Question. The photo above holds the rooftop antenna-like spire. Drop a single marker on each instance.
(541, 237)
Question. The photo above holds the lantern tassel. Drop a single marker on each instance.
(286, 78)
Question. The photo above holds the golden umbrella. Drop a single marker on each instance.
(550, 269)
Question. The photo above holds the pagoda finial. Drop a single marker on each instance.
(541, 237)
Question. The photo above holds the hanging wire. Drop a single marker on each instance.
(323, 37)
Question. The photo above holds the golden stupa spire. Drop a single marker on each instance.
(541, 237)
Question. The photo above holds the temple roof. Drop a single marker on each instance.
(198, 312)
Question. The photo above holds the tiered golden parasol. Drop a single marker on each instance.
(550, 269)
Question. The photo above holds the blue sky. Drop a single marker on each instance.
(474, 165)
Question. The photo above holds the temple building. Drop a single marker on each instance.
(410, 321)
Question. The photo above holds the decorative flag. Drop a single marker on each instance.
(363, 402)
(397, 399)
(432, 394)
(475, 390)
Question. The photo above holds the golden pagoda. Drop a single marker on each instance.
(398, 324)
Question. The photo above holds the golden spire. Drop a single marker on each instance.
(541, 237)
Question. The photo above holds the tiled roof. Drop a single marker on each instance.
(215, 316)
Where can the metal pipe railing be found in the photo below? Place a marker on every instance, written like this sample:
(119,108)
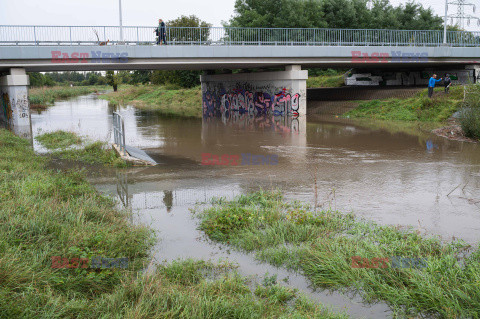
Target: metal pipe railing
(144,35)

++++++++++

▶ **Given request**
Could you set down all of the records above word for word, leaving the pictures out?

▶ **The answer**
Question. The photo above holds the rooftop antenna-like spire. Drop a single marker on each instance.
(541, 237)
Question. The photo above holds the lantern tassel. Drop a single marker on each instance.
(286, 78)
Question. The photo above holds the golden umbrella. Drop a single marker on each instance.
(550, 269)
Question. The photo above holds the pagoda finial. Drop a single marker on each instance.
(541, 237)
Question. The photo above holds the hanging wire. Drop a single marker on each instance.
(323, 37)
Question. The photo above holds the golden stupa spire. Drop a single marker on each instance.
(541, 237)
Question. The photo above holds the temple roof. Drop a single marker on each instance.
(198, 312)
Question. The photo above holds the tiered golden parasol. Drop a single marker on each instance.
(550, 269)
Question. The photo above holds the blue sky. Drop a single marker on each instance.
(474, 165)
Question. The photo above holds the temple building. Drop a single marker on each instance.
(410, 321)
Question. The photo above holds the decorative flag. Drop a single marker on each instance.
(363, 402)
(397, 399)
(432, 394)
(475, 390)
Question. The photo above holds the golden pagoda. Drop a single marker on each instance.
(398, 324)
Question. The photo above holds the golden spire. Drop a single marker on each instance.
(541, 237)
Question. The photo above holds the tiled roof. Drop a single marker on each instance.
(215, 316)
Where can the metal pipe railing be found in the photo below? Place a marker on every instance, written like this sample:
(119,108)
Target: metal pipe railing
(144,35)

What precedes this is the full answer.